### DIRECTIONS:
Pick out each line below containing "wheel".

### DATA SECTION:
──────────────────────────────
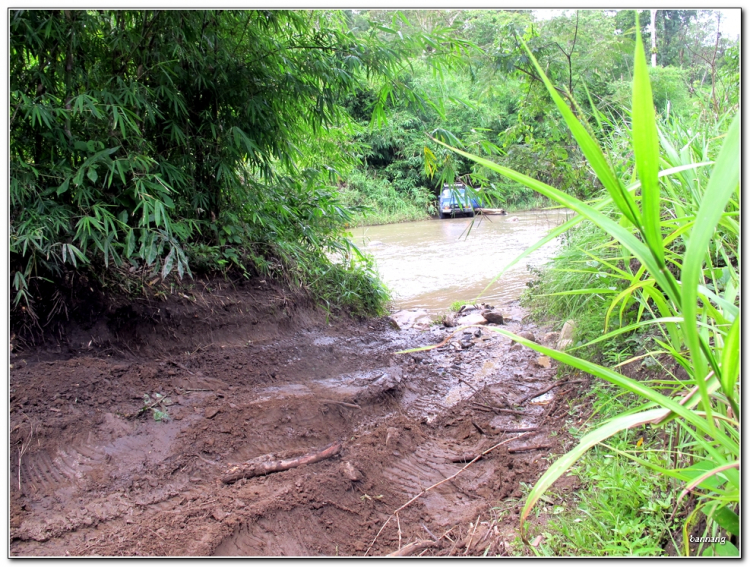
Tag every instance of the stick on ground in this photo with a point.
──────────────────────────────
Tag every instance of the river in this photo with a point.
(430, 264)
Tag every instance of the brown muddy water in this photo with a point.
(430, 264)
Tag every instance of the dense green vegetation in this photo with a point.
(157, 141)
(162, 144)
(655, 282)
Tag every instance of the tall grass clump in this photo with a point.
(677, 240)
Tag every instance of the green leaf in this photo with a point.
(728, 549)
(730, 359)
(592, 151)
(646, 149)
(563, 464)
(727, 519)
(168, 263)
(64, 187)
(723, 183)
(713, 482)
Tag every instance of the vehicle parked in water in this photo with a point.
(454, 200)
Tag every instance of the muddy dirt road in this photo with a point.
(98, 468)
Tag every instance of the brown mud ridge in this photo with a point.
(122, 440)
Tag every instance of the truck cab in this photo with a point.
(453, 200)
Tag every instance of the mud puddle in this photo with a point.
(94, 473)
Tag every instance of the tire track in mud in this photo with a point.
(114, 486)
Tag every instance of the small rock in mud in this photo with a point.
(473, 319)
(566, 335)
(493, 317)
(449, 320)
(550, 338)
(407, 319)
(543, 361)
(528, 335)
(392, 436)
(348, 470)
──────────────────────────────
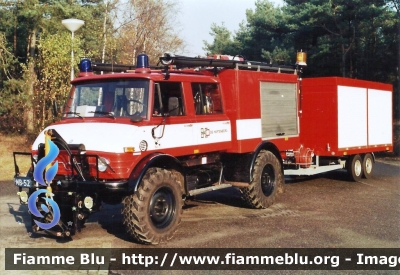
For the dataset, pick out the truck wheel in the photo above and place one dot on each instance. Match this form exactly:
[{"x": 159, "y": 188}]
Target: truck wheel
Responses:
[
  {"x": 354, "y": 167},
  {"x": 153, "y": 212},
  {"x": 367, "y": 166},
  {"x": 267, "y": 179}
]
──────────────────────────────
### OUTPUT BELOW:
For the dataset, pick out the truck wheel in the photo above and place one dot on each instance. Match this form exactly:
Target: truck wheel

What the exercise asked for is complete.